Bohyeonsa beopdang, which was moved from Daegu to Yonghwasa in Yeongcheon, North Gyeongsang Province, in 1982 © Hyungwon Kang
Bohyeonsa beopdang, which was moved from Daegu to Yonghwasa in Yeongcheon, North Gyeongsang Province, in 1982 © Hyungwon Kang
Following the Japan-Korea Annexation Treaty signed in 1910, Koreans were left without a country to call their own. There was a systematic destruction of their traditions, values and language.

Suddenly bereft of a royal ruler, Koreans quickly espoused the concept of Korean independence and democracy, including civic participation.

On May 12, 1919, the Daegu District Court sentenced a Buddhist student, Yoon Hak-jo, 25, and nine defendants to 10 months in jail for leading a crowd to call for Korean independence on March 30 of that year at an open market in Daegu, where some 3,000 had gathered.

The 10 defendants were from Bohyeonsa, a Buddhist temple that was a satellite temple of Donghwasa in Daegu.

The March 1 Independence Movement in 1919, which was launched in the capital city of Seoul, spread like wildfire to other Korean cities and villages as well as among Koreans abroad within weeks and days.

A couple of world events led up to the March 1 independence movement against the Japanese colonizers.

 Koreans were motivated by US President Woodrow Wilson’s Jan. 8, 1918 speech that articulated the concept of national self-determination and the “mutual guarantees of political independence and territorial integrity to great and small nations alike.”

When Emperor Gojong died on Jan. 22, 1919, Koreans were heard through underground newspapers such as Gugminhoebo and Joseon Doglibsinmun that the emperor might have been poisoned by the Japanese.

The only known mimeographed copy of two underground newspapers, Gugminhoebo and Joseon Doglibsinmun, are on a single sheet that dates from March 1919. © Hyungwon Kang
The only known mimeographed copy of two underground newspapers, Gugminhoebo and Joseon Doglibsinmun, are on a single sheet that dates from March 1919. © Hyungwon Kang
The inaugural issue of Joseon Donglibsinmun, published March 1, 1919, was printed with metal type, but following confiscation of the movable metal printing type by the Japanese colonial government, subsequent issues were handwritten and printed by mimeograph.

Korean Americans in Los Angeles, who already had the Korean National Association handling their consular functions working with the US State Department, held rallies calling for Korean independence, as did Koreans in the Republic of China territory in the Manchurian region and Koreans in the Vladivostok area in the east of Russia.

_Tasks and exercises_
(1) From the passage on the 1919 Korean independence movement, write out the words from "Korean Americans in" to "east of Russia.".
(2) In the passage on the 1919 Korean independence movement, what jail sentence did the Daegu District Court give Yoon Hak-jo and the nine other defendants?

_Supplied data_
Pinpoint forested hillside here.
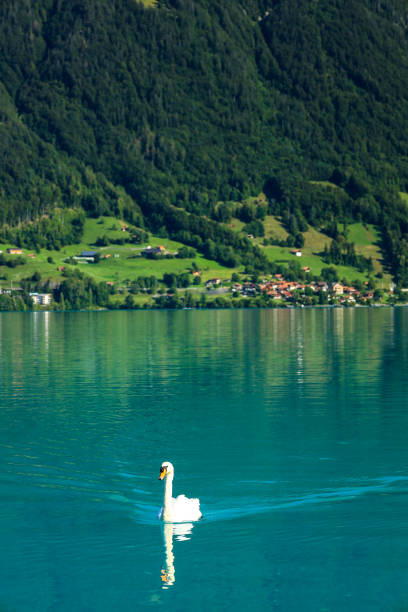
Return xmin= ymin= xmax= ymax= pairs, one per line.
xmin=0 ymin=0 xmax=408 ymax=284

_Exercise solutions_
(1)
Korean Americans in Los Angeles, who already had the Korean National Association handling their consular functions working with the US State Department, held rallies calling for Korean independence, as did Koreans in the Republic of China territory in the Manchurian region and Koreans in the Vladivostok area in the east of Russia.

(2) 10 months in jail.